#### Coordinate annotation entries
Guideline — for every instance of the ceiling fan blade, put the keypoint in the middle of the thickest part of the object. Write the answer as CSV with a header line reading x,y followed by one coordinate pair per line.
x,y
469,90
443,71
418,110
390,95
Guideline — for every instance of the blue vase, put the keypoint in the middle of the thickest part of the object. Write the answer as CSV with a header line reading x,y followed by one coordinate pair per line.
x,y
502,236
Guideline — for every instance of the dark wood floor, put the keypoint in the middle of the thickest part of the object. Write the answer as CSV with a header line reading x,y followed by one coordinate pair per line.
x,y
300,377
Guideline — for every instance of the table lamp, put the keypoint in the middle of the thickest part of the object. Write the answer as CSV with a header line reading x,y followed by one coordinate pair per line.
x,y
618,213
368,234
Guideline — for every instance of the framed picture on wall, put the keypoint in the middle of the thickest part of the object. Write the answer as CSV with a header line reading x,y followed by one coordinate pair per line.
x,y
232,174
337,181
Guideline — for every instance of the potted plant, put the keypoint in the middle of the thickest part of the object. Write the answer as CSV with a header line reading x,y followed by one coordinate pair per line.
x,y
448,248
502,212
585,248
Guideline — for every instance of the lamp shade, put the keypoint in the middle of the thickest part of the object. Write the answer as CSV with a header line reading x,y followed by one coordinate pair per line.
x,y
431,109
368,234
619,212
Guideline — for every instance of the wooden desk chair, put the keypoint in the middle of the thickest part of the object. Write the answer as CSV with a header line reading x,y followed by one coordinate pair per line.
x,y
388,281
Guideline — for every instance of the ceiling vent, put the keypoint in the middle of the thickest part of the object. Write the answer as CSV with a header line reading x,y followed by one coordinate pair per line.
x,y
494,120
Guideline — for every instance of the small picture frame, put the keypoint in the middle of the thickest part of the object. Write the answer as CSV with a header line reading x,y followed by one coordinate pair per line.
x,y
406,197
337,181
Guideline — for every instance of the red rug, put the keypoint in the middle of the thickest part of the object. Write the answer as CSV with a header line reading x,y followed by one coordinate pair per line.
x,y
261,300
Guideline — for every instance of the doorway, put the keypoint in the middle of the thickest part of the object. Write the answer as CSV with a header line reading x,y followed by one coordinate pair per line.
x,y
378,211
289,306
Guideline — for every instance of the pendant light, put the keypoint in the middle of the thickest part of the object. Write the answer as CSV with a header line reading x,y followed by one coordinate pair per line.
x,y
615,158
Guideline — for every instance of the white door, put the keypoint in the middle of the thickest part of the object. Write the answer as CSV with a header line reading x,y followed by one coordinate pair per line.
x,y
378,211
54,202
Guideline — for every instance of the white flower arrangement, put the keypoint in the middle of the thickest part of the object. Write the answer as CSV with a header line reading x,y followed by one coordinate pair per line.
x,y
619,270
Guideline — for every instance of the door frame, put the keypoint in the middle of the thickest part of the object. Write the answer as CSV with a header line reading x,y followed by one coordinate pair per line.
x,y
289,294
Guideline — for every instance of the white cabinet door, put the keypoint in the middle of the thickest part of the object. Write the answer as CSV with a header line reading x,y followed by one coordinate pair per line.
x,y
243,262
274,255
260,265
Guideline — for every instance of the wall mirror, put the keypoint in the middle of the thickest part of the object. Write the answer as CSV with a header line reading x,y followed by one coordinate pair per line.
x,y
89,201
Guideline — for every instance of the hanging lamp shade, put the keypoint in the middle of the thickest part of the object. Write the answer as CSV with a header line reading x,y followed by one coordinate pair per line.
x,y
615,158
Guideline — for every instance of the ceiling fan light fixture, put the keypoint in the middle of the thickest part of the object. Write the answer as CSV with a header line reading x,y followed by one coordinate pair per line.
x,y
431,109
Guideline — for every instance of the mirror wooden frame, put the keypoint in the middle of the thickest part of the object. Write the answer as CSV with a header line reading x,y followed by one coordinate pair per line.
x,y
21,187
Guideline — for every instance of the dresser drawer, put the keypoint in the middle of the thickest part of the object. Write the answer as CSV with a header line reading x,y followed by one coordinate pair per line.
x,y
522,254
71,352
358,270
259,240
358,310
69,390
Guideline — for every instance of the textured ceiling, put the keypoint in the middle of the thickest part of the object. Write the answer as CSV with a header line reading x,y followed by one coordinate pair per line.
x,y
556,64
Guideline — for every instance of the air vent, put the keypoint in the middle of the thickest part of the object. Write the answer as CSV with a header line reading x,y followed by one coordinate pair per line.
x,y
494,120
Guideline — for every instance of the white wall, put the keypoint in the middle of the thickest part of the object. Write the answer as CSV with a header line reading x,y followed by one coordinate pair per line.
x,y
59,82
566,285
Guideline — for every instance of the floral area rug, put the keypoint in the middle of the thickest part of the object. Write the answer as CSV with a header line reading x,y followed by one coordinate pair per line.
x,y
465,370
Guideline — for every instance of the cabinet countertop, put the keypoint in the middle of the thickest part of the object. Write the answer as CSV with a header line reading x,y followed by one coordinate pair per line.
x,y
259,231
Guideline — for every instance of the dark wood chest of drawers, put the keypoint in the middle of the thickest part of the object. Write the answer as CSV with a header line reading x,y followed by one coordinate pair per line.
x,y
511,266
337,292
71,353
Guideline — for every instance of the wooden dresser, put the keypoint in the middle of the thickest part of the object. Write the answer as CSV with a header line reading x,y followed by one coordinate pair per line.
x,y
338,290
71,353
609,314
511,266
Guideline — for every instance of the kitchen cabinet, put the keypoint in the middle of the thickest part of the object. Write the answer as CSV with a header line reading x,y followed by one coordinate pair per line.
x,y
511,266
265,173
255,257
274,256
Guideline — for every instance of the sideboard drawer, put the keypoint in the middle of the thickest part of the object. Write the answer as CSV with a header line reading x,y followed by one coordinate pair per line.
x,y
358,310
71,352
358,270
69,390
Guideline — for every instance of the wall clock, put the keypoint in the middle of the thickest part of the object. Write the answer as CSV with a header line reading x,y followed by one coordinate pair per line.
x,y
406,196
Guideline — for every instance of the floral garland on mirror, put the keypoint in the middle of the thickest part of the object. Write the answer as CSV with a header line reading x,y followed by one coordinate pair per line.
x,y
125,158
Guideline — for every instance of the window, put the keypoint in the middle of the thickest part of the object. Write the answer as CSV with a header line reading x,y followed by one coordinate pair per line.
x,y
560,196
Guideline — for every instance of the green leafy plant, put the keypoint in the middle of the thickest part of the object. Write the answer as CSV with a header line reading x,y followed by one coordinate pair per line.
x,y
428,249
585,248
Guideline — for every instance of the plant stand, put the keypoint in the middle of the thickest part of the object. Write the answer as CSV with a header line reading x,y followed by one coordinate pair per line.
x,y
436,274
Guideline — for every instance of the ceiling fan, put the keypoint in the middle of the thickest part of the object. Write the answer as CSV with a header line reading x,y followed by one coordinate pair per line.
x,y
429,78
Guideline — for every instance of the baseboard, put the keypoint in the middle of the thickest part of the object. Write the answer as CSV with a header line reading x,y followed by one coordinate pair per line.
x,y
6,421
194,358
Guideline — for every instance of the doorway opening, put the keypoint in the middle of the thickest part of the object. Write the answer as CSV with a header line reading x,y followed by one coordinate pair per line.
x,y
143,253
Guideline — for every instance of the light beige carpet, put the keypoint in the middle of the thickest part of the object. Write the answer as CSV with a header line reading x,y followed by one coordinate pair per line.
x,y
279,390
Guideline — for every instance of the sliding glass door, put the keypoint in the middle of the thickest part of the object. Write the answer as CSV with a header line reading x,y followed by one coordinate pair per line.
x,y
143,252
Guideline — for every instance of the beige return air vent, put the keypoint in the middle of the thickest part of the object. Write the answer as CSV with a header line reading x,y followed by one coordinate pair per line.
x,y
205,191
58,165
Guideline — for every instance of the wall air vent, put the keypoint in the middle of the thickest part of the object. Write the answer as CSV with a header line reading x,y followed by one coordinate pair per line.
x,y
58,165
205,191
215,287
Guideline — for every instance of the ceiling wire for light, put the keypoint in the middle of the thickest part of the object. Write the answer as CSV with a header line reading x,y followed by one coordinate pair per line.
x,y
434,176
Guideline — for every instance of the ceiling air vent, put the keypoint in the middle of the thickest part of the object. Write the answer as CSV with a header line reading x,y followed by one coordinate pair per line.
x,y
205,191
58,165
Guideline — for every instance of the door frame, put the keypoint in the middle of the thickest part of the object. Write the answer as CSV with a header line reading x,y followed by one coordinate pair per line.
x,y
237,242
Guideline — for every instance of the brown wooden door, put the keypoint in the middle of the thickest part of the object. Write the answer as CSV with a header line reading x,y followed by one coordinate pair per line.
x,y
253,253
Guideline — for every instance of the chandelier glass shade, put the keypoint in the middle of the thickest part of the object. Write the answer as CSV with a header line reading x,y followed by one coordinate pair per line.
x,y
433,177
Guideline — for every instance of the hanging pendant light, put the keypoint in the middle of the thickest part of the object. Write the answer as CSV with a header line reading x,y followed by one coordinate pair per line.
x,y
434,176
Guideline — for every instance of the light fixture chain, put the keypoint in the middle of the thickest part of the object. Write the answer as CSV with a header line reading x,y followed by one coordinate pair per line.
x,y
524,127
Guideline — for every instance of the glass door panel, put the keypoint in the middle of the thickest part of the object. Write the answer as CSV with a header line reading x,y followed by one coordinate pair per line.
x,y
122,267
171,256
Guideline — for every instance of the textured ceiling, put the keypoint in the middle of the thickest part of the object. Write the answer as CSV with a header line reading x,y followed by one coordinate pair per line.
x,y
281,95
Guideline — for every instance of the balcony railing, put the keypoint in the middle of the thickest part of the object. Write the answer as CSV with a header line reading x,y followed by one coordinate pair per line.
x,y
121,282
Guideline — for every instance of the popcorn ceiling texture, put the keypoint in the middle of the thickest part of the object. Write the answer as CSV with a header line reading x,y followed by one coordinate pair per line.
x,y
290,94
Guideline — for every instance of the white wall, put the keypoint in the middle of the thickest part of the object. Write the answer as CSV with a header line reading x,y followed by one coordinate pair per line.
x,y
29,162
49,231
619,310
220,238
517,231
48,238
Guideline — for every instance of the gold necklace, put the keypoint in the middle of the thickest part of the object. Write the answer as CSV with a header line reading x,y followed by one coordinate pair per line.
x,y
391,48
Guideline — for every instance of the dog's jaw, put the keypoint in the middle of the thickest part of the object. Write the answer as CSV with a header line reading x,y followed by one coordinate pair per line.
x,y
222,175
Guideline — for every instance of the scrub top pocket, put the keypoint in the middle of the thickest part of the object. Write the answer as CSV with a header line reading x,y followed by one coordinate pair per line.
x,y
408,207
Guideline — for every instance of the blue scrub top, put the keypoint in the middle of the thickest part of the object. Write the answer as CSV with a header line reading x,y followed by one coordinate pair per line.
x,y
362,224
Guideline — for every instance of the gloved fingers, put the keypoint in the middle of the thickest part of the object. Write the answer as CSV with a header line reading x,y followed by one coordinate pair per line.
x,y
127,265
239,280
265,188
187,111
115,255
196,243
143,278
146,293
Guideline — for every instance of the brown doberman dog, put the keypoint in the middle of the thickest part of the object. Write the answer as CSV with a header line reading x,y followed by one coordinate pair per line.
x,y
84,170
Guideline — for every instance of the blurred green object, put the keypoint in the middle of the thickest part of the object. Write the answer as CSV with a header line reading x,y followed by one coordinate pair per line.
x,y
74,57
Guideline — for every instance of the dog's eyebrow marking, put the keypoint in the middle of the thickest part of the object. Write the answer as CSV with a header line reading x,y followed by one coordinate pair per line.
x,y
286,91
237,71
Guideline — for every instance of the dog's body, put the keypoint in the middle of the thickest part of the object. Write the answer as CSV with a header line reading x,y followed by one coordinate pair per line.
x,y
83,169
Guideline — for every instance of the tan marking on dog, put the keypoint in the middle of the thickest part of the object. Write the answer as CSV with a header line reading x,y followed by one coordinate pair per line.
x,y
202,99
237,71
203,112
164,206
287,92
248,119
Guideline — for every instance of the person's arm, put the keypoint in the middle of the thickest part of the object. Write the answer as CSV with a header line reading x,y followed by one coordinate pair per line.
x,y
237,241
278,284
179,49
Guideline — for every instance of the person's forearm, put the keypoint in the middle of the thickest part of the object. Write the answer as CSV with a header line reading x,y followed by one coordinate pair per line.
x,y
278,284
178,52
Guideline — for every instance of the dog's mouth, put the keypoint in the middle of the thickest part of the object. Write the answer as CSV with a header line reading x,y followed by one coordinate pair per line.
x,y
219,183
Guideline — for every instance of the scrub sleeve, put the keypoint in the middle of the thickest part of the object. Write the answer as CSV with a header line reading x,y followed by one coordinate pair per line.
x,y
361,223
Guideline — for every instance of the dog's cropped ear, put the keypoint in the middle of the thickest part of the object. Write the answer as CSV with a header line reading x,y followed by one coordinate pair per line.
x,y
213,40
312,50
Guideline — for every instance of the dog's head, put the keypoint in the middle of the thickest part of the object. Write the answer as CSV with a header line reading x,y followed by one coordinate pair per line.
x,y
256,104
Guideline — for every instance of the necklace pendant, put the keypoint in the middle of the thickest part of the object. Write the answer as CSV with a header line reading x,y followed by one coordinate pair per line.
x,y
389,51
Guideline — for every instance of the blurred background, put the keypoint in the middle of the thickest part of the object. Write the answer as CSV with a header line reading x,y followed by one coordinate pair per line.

#### Your objective
Reproduce only the lines from the line containing "Guideline — for every instance of the dog's mouth, put" to the last line of the material above, both of those lines included.

#### Exercise result
Guideline — for every instance of the dog's mouth, put the keypoint in the middle of the thickest part of the object. Write the answer as CSV with a header line reading x,y followed by one coordinate pair per line.
x,y
219,183
Guideline — for every instance of the scrub sleeve, put the keypoint in the middle of the thickest part of the object. Write the answer as CSV with a header line reading x,y followed by one coordinate pair per line.
x,y
361,223
Guideline — for every instance of the dog's cropped ear, put the keypoint in the middle of the thickest part of the object. Write the answer as CSV with a header line reading x,y followed by one coordinate pair per line.
x,y
213,40
312,50
Guideline — for every instance of the dog's head, put the keypoint in the middle of the thickest part of the object. Write the answer as CSV with a header line reading x,y followed by one coordinate pair per line.
x,y
256,104
Guideline — for every instance of the necklace pendant, put the keypoint in the middle of the thickest part of the object. Write the answer as CSV with a header line reading x,y followed by one coordinate pair per line.
x,y
389,51
Guideline — for every instance of the blurred background, put the keypoint in the middle of the thickest part of the object. Write the answer as CSV with a header line reading x,y followed by one coordinate pair per line.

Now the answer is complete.